* GIVEN PASSAGE *
-- begin --

SMC Troubleshooting

Hardware Setup Verification

Verify Device Availability

Use lspci to check RoCE and ISM device availability:
  $ lspci
  0000:00:00.0 Ethernet controller: Mellanox Technologies MT27500/MT27520
               Family [ConnectX-3/ConnectX-3 Pro Virtual Function]
  0001:00:00.0 Non-VGA unclassified device: IBM Internal Shared Memory (ISM)
               virtual PCI device

z/VM Only: Verify Card Attachment

  $ vmcp ‘QUERY PCIFUNCTION’
  PCIF 00000280 ATTACHED TO S8360018 00000280 ENABLED  10GbE RoCE
  PCIF 000002E2 ATTACHED TO S8360018 000002E2 ENABLED  ISM

IBM Z Only: PNET ID Verification

Verify PNET IDs are set and match. Use smc_rnics and/or smc_dbg if available. Otherwise:

  # RoCE device
  $ cat /sys/class/net/ens1/device/util_string | iconv -f IBM-1047 -t ASCII
  NetworkA

  # ISM device with PCI ID 0001:00:00.0 according to lspci:
  $ cat /sys/bus/pci/devices/0001:00:00.0/util_string | iconv -f IBM-1047 \
        -t ASCII
 
NetworkA

  # OSA or HiperSockets device
  $ cat /sys/devices/css0/chp0.`cat /sys/class/net/enccw0.0.f500/device/chpid` \
        /util_string | iconv -f
IBM-1047 -t ASCII
  NetworkA


OS Setup Verification

RoCE Express Cards: Verify Port and NIC States:

  $ cat /sys/class/infiniband/mlx4_0/ports/1/phys_state
  5: LinkUp
  $ cat /sys/class/infiniband/mlx4_0/ports/1/state
  4: ACTIVE
  $ ip link show ens2
  3: ens2: <BROADCAST,MULTICAST,UP,LOWER_UP> mtu 1500 \
    qdisc mq state UP mode DEFAULT group default qlen 1000
      link/ether 82:03:14:32:f1:a0 brd ff:ff:ff:ff:ff:ff

RoCE Express Cards with VLANs: Verify Interfaces

Make sure the VLAM interface exists and has an IP address assigned.
Note that the interface can be down.

-- end --

Source data
-- begin --

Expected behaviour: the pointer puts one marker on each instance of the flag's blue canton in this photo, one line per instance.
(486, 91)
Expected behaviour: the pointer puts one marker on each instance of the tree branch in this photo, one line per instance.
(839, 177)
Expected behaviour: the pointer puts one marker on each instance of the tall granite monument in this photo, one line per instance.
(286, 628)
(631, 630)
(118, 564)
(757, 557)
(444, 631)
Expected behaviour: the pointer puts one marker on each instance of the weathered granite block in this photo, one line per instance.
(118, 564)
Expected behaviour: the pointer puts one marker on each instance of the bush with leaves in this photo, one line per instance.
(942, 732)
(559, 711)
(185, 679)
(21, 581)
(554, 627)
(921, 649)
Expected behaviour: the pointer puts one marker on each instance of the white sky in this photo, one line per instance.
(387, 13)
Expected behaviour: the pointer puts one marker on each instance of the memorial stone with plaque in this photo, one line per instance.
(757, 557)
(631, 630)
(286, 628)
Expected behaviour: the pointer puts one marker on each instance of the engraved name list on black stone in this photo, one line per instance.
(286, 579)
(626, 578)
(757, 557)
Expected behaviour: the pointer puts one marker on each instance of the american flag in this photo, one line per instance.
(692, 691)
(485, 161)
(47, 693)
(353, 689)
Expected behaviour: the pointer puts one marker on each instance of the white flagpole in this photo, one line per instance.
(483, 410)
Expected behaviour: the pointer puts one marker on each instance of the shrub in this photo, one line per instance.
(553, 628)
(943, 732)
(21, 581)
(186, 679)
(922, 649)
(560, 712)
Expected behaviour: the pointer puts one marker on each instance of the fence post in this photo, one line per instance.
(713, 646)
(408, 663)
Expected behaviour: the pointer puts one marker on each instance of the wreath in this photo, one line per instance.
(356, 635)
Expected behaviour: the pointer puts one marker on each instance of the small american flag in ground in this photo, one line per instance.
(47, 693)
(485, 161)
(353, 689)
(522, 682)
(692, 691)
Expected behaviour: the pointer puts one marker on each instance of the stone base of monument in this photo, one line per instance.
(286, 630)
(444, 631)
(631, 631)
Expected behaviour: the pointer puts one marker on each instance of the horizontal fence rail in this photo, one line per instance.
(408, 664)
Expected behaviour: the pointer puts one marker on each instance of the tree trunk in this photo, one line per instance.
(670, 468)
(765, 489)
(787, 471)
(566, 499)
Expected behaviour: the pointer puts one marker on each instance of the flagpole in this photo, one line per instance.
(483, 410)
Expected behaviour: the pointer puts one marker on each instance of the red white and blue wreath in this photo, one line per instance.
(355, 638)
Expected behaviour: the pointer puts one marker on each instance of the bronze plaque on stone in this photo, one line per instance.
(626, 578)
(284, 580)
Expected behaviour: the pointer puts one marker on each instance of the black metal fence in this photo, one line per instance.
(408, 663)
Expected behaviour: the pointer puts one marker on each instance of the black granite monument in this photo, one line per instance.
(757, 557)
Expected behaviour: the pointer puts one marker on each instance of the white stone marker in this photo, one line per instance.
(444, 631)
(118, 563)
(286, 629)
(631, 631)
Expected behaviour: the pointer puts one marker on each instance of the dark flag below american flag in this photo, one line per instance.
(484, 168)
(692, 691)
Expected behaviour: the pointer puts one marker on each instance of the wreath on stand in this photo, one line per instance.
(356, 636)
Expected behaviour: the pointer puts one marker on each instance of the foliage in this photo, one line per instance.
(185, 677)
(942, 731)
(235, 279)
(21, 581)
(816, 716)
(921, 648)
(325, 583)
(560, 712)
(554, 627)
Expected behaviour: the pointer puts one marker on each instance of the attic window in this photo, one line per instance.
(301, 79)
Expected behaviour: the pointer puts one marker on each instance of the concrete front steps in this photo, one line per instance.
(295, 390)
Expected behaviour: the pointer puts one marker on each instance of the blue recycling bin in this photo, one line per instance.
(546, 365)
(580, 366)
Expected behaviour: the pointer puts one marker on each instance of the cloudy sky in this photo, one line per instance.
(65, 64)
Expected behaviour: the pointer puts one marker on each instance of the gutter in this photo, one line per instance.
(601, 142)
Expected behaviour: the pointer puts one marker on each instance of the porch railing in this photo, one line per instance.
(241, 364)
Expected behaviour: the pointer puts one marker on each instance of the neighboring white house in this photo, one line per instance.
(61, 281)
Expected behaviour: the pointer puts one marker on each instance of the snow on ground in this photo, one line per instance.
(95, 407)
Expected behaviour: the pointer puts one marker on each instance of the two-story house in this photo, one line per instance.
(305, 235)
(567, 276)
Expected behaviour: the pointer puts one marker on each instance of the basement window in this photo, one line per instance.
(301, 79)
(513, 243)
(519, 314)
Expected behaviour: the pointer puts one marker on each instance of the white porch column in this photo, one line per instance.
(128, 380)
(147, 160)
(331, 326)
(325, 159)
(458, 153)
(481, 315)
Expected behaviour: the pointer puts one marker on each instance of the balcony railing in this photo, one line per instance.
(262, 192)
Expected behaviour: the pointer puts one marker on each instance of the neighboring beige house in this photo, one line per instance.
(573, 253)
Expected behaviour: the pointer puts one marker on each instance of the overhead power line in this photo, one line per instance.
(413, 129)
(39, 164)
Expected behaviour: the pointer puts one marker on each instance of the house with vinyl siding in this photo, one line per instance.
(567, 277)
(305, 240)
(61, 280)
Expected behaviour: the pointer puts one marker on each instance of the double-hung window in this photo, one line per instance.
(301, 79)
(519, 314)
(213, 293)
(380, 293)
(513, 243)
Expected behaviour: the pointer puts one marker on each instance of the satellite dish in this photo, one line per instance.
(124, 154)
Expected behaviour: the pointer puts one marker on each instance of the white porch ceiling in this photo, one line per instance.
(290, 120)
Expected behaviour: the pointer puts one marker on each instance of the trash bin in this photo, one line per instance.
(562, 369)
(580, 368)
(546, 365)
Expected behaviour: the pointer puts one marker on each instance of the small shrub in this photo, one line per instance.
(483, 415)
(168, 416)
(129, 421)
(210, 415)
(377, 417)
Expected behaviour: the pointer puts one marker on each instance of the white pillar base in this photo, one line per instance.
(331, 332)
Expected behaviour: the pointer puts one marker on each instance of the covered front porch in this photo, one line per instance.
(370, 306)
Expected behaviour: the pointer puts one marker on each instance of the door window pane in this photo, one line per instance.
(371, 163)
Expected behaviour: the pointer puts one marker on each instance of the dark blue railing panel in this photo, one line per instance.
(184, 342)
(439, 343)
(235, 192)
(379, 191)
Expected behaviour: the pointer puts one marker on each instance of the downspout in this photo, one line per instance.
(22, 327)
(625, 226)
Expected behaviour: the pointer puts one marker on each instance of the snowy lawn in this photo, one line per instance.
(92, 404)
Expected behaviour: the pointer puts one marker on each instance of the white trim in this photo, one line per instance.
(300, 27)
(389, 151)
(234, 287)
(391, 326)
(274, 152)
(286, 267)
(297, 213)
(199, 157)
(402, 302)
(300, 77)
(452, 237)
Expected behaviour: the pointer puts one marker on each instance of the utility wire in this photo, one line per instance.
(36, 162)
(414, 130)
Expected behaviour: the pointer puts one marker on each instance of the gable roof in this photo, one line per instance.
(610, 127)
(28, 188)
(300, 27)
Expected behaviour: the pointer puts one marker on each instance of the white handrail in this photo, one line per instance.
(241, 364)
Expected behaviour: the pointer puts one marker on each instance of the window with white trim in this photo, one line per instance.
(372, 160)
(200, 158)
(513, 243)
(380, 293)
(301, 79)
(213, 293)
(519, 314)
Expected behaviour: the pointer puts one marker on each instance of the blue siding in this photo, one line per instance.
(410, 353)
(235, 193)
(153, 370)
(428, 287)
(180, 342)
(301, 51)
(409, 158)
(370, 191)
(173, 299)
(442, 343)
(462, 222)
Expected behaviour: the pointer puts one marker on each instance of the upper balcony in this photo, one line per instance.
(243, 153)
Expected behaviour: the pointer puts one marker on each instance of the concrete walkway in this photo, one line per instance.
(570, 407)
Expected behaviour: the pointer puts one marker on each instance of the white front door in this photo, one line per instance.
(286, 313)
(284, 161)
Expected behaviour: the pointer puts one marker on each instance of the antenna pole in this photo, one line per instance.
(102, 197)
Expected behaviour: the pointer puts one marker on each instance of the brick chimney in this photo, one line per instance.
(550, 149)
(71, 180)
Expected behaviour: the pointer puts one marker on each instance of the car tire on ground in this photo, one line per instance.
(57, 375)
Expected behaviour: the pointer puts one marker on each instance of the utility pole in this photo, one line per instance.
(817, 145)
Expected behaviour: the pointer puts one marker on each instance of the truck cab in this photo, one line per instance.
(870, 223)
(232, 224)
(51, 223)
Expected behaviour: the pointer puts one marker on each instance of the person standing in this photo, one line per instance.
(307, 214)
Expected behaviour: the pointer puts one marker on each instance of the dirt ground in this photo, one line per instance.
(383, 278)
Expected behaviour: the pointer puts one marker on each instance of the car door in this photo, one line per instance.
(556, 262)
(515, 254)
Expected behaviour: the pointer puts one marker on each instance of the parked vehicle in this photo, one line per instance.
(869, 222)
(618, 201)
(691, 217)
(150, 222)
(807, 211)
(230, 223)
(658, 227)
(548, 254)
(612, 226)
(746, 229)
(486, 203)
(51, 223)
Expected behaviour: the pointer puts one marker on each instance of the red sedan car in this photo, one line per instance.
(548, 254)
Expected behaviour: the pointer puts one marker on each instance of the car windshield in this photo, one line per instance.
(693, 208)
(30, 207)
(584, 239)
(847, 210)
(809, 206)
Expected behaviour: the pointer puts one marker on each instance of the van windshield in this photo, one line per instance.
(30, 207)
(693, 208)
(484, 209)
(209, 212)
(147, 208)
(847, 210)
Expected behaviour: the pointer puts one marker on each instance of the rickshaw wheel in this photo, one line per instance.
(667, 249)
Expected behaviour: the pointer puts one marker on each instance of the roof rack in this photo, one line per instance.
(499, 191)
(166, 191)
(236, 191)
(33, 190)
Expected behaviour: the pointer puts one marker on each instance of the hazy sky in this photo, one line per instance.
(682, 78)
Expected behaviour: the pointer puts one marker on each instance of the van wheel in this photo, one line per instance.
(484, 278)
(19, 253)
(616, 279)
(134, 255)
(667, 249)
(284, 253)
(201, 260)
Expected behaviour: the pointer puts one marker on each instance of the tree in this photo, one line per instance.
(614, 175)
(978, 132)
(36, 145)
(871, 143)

-- end --

* TASKS FOR THIS EXERCISE *
• A. Summarize the SMC troubleshooting page in two sentences.
• B. State how many lines of the entries contain the string "fence".
The entries are unrelated to the SMC troubleshooting page.

* LIST OF SOLUTIONS *
• A. To verify the hardware setup, the page uses lspci to check that RoCE and ISM devices are available, queries card attachment on z/VM, and confirms on IBM Z that PNET IDs are set and match. To verify the OS setup, it checks the port and NIC states of RoCE Express cards and, where VLANs are used, makes sure the interface exists and has an IP address assigned, though the interface can be down.

• B. 3